#### Objective:
Reproduce the lines below word for word, from the first line up to and including the line with "[[298, 192]]".

★ ★ ★

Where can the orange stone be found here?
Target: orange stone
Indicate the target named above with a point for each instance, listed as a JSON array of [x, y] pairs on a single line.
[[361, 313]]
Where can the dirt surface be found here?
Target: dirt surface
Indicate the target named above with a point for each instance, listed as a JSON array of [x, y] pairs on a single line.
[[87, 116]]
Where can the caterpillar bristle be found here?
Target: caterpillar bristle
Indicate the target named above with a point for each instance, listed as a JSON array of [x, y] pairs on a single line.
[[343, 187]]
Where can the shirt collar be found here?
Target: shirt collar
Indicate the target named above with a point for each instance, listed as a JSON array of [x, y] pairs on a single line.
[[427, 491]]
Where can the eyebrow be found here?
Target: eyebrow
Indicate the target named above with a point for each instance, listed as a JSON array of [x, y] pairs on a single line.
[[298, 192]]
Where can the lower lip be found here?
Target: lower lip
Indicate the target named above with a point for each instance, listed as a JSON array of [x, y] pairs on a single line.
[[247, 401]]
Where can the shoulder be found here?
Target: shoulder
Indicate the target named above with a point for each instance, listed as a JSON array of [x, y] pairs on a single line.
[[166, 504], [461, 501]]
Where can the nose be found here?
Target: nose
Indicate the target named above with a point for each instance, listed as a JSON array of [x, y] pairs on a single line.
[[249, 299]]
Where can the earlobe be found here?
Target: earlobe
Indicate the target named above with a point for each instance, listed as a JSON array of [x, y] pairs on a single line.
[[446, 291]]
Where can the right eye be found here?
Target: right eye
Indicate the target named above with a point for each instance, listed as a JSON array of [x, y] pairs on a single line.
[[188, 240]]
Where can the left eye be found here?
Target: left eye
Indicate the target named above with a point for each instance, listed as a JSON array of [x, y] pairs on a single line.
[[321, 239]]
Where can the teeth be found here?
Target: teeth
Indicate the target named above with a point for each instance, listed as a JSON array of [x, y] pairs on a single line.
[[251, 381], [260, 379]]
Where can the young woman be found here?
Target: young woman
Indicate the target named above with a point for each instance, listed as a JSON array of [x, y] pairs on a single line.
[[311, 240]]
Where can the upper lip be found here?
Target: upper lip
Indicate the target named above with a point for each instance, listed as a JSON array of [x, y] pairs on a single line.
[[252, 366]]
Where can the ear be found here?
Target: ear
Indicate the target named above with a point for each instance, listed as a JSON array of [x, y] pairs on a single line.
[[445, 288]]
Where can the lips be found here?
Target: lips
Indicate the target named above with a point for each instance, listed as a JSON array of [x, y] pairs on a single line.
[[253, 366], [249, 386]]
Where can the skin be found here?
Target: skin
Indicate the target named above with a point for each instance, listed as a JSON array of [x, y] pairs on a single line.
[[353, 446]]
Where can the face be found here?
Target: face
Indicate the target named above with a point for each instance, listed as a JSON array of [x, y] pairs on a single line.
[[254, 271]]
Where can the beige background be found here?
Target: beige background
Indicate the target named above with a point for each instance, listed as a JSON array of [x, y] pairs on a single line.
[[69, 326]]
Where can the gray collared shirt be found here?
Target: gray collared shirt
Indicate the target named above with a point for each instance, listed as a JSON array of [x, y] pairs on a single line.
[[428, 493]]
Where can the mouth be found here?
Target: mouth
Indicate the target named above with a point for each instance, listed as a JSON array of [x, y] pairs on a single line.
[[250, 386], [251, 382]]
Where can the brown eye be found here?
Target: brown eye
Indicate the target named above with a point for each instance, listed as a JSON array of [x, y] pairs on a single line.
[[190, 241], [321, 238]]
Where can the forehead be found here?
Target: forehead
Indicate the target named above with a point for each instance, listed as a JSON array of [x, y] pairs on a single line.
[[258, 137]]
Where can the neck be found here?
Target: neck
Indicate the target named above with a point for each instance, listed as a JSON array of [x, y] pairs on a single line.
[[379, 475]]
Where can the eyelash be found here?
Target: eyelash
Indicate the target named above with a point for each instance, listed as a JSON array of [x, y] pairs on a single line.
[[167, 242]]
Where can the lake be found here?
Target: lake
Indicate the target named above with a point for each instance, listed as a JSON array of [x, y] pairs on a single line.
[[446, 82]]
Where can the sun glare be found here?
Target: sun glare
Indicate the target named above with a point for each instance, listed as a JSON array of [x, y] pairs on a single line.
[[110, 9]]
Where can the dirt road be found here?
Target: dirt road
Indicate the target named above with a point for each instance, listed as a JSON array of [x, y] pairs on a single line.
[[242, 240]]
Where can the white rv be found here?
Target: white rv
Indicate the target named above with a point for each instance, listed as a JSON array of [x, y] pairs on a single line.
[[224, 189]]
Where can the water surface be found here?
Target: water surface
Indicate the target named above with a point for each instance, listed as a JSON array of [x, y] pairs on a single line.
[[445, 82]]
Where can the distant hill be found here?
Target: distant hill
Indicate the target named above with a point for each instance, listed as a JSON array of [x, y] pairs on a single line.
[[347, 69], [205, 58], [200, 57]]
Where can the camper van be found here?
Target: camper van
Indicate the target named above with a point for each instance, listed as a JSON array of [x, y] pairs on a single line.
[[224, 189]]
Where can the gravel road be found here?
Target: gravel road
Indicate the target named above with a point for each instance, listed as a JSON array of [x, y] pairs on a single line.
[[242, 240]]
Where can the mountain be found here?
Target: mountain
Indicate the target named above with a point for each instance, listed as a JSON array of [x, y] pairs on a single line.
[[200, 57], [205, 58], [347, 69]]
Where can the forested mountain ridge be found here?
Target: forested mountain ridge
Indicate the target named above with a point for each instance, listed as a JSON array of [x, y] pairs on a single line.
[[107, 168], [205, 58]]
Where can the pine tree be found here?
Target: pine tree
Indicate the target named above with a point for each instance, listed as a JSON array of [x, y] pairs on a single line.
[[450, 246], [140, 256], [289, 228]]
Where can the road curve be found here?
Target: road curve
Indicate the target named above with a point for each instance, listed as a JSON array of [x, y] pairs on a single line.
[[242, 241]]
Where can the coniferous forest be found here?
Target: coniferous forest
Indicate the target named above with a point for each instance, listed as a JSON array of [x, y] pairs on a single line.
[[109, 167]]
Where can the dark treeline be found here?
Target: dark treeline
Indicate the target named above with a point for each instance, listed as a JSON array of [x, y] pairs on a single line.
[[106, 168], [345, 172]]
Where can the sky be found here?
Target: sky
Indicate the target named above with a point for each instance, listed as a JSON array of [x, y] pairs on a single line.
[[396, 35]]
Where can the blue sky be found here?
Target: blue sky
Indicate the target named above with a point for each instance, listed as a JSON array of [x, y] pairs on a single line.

★ ★ ★

#### Written reply:
Where can the orange stone be found here?
Target: orange stone
Indicate the target named above with a point for each instance, listed as a JSON array of [x, y] pairs on a single line.
[[361, 313]]
Where can the dirt surface be found here?
Target: dirt surface
Indicate the target named above with a point for each instance, listed as a JSON array of [x, y] pairs on a single line.
[[87, 116]]
Where can the caterpillar bristle be found here?
Target: caterpillar bristle
Indicate the target named above with a point for each instance, listed as a JSON array of [x, y] pairs on a single line.
[[343, 187]]
Where can the shirt collar be found here?
Target: shirt collar
Indicate the target named above with a point for each instance, listed as a JSON array of [x, y] pairs on a single line.
[[427, 491]]
Where can the eyebrow be found here?
Target: eyebrow
Indicate the target named above with a point for each instance, listed as a JSON array of [x, y] pairs on a single line.
[[298, 192]]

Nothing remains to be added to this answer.